=== TEXT ===

Die unangenehmsten Seiten der deutschen Verkehrsteilnehmer treten nun noch schärfer als in der Vergangenheit hervor, es geht um die Hoheit im Straßenverkehr, um Rechthaben und das Erteilen von Lektionen. Lieber fährt man frontal auf den Gegner zu, als die eigene Vorfahrt aufzugeben; das Gefühl, moralisch überlegen zu sein, weil Fahrräder gut fürs Klima sind, ermächtigt zum konstanten Regelbruch. Ein neuer Straßen- Darwinismus macht sich breit, in dem das Blech des Stärkeren nicht mehr automatisch überlegen ist.

===

# ERFORDERLICHE SCHRITTE
A – Was ermächtigt laut dem Text über das Verhalten im Straßenverkehr zum konstanten Regelbruch?
B – Führen Sie den Text über das Verhalten deutscher Verkehrsteilnehmer im Anschluss an seinen letzten Satz fort.

=== BEREITGESTELLTE DATEN ===

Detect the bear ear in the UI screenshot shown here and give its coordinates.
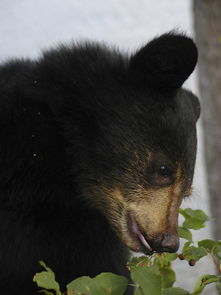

===

# ANTWORTEN ZU AUFGABEN
A – Das Gefühl, moralisch überlegen zu sein, weil Fahrräder gut fürs Klima sind.

B –
– Der SPIEGEL, 37/2011, Seite 68
Bei der weiteren Lektüre des Artikels wurde ich das Gefühl nicht los, dass die Autoren mit zweierlei Maß messen. So fordert die wachsende Zahl der Fahrradfahrer nun auch noch mehr Raum für sich ein! Und dies alles zu Lasten der Autofahrer und der anderen
Verkehrsteilnehmer.
Alte Hierarchien müssen aufgebrochen werden
Reflexartig wird von den übrigen Straßenverkehrsteilnehmern versucht ihre in den letzten Jahrzehnten erstrittenen Pfründe zu verteidigen und den “Gegner” zu beschädigen. Autofahrer und vorrangig ihr Sprachrohr, der ADAC, fordern beispielsweise ein Tempolimit für Radler, die kombinierte Geh- und Fahrradwege benutzen (Höchstgeschwindigkeit von 15 km/h”), eine Helmpflicht, eine Warnwestenpflicht, eine Nummernschild-, Führerschein- und Versicherungspflicht sowie das Verbot von Alkohol auf dem Sattel (mit letzterem könnte ich mich sogar anfreunden, aber nur wenn die 0,0-Promillegrenze im gesamten Straßenverkehr gilt).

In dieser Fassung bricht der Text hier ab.